Work required :: Give the data a second time, exactly and in full.
# START OF Exercise input
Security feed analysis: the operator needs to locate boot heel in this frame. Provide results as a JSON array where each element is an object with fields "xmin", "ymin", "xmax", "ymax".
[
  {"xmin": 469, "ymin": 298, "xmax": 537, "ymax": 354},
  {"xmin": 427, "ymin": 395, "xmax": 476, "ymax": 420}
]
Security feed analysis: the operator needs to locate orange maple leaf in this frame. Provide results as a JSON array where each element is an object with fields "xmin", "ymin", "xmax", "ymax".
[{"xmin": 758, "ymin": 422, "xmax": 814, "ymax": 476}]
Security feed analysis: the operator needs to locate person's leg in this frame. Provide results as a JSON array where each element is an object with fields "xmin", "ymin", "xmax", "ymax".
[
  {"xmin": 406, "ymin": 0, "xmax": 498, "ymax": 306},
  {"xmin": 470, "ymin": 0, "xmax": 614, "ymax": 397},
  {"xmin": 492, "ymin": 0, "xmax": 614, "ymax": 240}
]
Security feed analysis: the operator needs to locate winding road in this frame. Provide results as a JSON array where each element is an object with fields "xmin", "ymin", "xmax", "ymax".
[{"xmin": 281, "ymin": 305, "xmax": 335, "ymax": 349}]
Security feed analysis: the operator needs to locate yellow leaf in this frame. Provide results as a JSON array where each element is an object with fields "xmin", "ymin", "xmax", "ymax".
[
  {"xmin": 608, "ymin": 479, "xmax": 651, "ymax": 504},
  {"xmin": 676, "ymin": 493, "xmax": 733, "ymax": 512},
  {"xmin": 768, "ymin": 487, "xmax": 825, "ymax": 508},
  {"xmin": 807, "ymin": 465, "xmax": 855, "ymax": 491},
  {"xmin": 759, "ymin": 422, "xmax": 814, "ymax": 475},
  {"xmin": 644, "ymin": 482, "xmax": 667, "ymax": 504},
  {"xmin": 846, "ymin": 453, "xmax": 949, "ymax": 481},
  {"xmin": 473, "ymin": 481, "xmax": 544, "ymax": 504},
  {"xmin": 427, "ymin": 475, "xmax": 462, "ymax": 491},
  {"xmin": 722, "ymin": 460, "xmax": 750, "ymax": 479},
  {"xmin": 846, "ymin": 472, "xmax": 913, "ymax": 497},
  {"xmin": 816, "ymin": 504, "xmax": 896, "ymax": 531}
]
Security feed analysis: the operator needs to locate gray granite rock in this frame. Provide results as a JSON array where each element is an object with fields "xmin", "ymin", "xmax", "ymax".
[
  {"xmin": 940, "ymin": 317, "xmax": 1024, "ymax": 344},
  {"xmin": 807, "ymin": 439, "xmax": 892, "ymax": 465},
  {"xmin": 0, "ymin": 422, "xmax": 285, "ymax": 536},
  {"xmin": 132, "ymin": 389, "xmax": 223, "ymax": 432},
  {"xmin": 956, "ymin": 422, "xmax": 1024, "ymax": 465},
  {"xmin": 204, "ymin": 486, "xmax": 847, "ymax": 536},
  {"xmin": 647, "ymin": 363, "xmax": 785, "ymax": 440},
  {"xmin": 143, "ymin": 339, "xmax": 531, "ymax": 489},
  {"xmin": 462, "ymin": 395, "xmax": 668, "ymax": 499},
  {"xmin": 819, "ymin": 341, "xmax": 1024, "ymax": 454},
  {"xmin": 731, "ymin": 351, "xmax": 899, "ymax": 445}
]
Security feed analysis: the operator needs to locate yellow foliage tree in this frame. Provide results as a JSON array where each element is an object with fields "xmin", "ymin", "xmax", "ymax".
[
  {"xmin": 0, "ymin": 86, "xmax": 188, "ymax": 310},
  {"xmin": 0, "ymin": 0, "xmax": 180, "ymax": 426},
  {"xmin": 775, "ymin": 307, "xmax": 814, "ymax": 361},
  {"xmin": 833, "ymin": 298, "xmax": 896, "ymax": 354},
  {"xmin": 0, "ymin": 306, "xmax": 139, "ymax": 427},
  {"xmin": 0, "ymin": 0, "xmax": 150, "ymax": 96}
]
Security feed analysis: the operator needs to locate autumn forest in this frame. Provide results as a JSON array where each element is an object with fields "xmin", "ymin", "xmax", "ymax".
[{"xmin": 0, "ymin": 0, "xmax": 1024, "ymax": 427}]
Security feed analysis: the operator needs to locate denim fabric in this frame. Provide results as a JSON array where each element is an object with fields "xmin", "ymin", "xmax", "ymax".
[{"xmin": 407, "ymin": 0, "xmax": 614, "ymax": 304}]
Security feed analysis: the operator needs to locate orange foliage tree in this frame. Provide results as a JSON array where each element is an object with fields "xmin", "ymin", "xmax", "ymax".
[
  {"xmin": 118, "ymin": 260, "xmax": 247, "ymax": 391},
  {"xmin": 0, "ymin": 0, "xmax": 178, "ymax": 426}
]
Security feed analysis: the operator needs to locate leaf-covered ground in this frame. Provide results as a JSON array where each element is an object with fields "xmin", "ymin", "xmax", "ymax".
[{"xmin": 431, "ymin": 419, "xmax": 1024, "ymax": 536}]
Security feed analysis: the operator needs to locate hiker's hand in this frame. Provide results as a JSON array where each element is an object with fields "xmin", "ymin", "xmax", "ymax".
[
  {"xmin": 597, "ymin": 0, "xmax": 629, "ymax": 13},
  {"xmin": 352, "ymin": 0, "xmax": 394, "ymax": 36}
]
# END OF Exercise input
Result for this task ::
Security feed analysis: the operator needs to locate boot heel in this frame. Provide results as a JSON array where each element is an object with fields "xmin", "ymin", "xmax", "ymax".
[
  {"xmin": 469, "ymin": 298, "xmax": 537, "ymax": 354},
  {"xmin": 427, "ymin": 395, "xmax": 476, "ymax": 420}
]
Security feed analysis: the operator needs to locate orange maple leaf in this frame. Provide results as a JSON array where each element is an object with fields "xmin", "ymin", "xmax", "ymax".
[{"xmin": 758, "ymin": 422, "xmax": 814, "ymax": 476}]
Security feed analysis: the operator needs to locate person's leg in this frame. Provide results as a JSON array where each element is an object with fields "xmin", "ymin", "xmax", "ymax".
[
  {"xmin": 406, "ymin": 0, "xmax": 498, "ymax": 306},
  {"xmin": 470, "ymin": 0, "xmax": 614, "ymax": 397},
  {"xmin": 492, "ymin": 0, "xmax": 614, "ymax": 240}
]
Security feed analysis: the operator needs to locate winding road in this frame. Provide results as a JSON array where each element is an object with fields "xmin", "ymin", "xmax", "ymax".
[{"xmin": 281, "ymin": 305, "xmax": 335, "ymax": 349}]
Security feed analysis: the operator needs to locate yellow leaf in this frame. Provide results as a JSON array where each element is an object with fields "xmin", "ymin", "xmax", "ymax".
[
  {"xmin": 608, "ymin": 479, "xmax": 651, "ymax": 504},
  {"xmin": 676, "ymin": 493, "xmax": 733, "ymax": 512},
  {"xmin": 768, "ymin": 487, "xmax": 825, "ymax": 508},
  {"xmin": 807, "ymin": 465, "xmax": 855, "ymax": 491},
  {"xmin": 759, "ymin": 422, "xmax": 814, "ymax": 475},
  {"xmin": 644, "ymin": 482, "xmax": 667, "ymax": 504},
  {"xmin": 846, "ymin": 453, "xmax": 949, "ymax": 481},
  {"xmin": 473, "ymin": 481, "xmax": 544, "ymax": 504},
  {"xmin": 427, "ymin": 475, "xmax": 462, "ymax": 491},
  {"xmin": 722, "ymin": 460, "xmax": 750, "ymax": 479},
  {"xmin": 846, "ymin": 472, "xmax": 913, "ymax": 497},
  {"xmin": 816, "ymin": 504, "xmax": 896, "ymax": 531}
]
Security feed analysis: the operator needs to locate gray granite rock in this frame. Provide results as a JSON array where each element is an object with fields "xmin", "ymin", "xmax", "ymax".
[
  {"xmin": 940, "ymin": 317, "xmax": 1024, "ymax": 344},
  {"xmin": 807, "ymin": 439, "xmax": 892, "ymax": 465},
  {"xmin": 0, "ymin": 422, "xmax": 285, "ymax": 536},
  {"xmin": 132, "ymin": 389, "xmax": 223, "ymax": 432},
  {"xmin": 956, "ymin": 422, "xmax": 1024, "ymax": 465},
  {"xmin": 204, "ymin": 486, "xmax": 847, "ymax": 536},
  {"xmin": 647, "ymin": 363, "xmax": 785, "ymax": 440},
  {"xmin": 143, "ymin": 339, "xmax": 531, "ymax": 489},
  {"xmin": 462, "ymin": 395, "xmax": 668, "ymax": 499},
  {"xmin": 819, "ymin": 341, "xmax": 1024, "ymax": 454},
  {"xmin": 731, "ymin": 351, "xmax": 899, "ymax": 445}
]
Security feed analysis: the operator needs to locate yellow foliage tree in this frame. Provide results as a JSON array where each element is an object with fields "xmin", "ymin", "xmax", "ymax".
[
  {"xmin": 0, "ymin": 86, "xmax": 188, "ymax": 310},
  {"xmin": 0, "ymin": 0, "xmax": 180, "ymax": 426},
  {"xmin": 775, "ymin": 307, "xmax": 814, "ymax": 361},
  {"xmin": 833, "ymin": 298, "xmax": 896, "ymax": 354},
  {"xmin": 0, "ymin": 306, "xmax": 139, "ymax": 427},
  {"xmin": 0, "ymin": 0, "xmax": 150, "ymax": 96}
]
Security feed analysis: the operator needs to locate autumn forest in this frame. Provide results as a JSON array where each element is an object with fields "xmin", "ymin", "xmax", "ymax".
[{"xmin": 0, "ymin": 0, "xmax": 1024, "ymax": 427}]
Security feed analysis: the operator needs to locate denim fabric in this frame. Provide results as a JSON array where each element is an object with fields "xmin", "ymin", "xmax", "ymax".
[{"xmin": 407, "ymin": 0, "xmax": 614, "ymax": 304}]
Security feed analysis: the operator needs to locate orange foliage tree in this frame. Provide results as a JSON array where each element is an object with fields "xmin", "ymin", "xmax", "ymax".
[
  {"xmin": 118, "ymin": 260, "xmax": 247, "ymax": 391},
  {"xmin": 0, "ymin": 0, "xmax": 178, "ymax": 426}
]
Security feed analysis: the operator needs to locate leaf-covered ground in this frame. Provide results as a JSON array where each element is an object with fields "xmin", "ymin", "xmax", "ymax".
[{"xmin": 431, "ymin": 419, "xmax": 1024, "ymax": 536}]
Security feed analysis: the operator needs to locate hiker's hand in this frame. Provide results as a JSON array where each element is an object with fields "xmin", "ymin", "xmax", "ymax".
[
  {"xmin": 597, "ymin": 0, "xmax": 629, "ymax": 13},
  {"xmin": 352, "ymin": 0, "xmax": 394, "ymax": 36}
]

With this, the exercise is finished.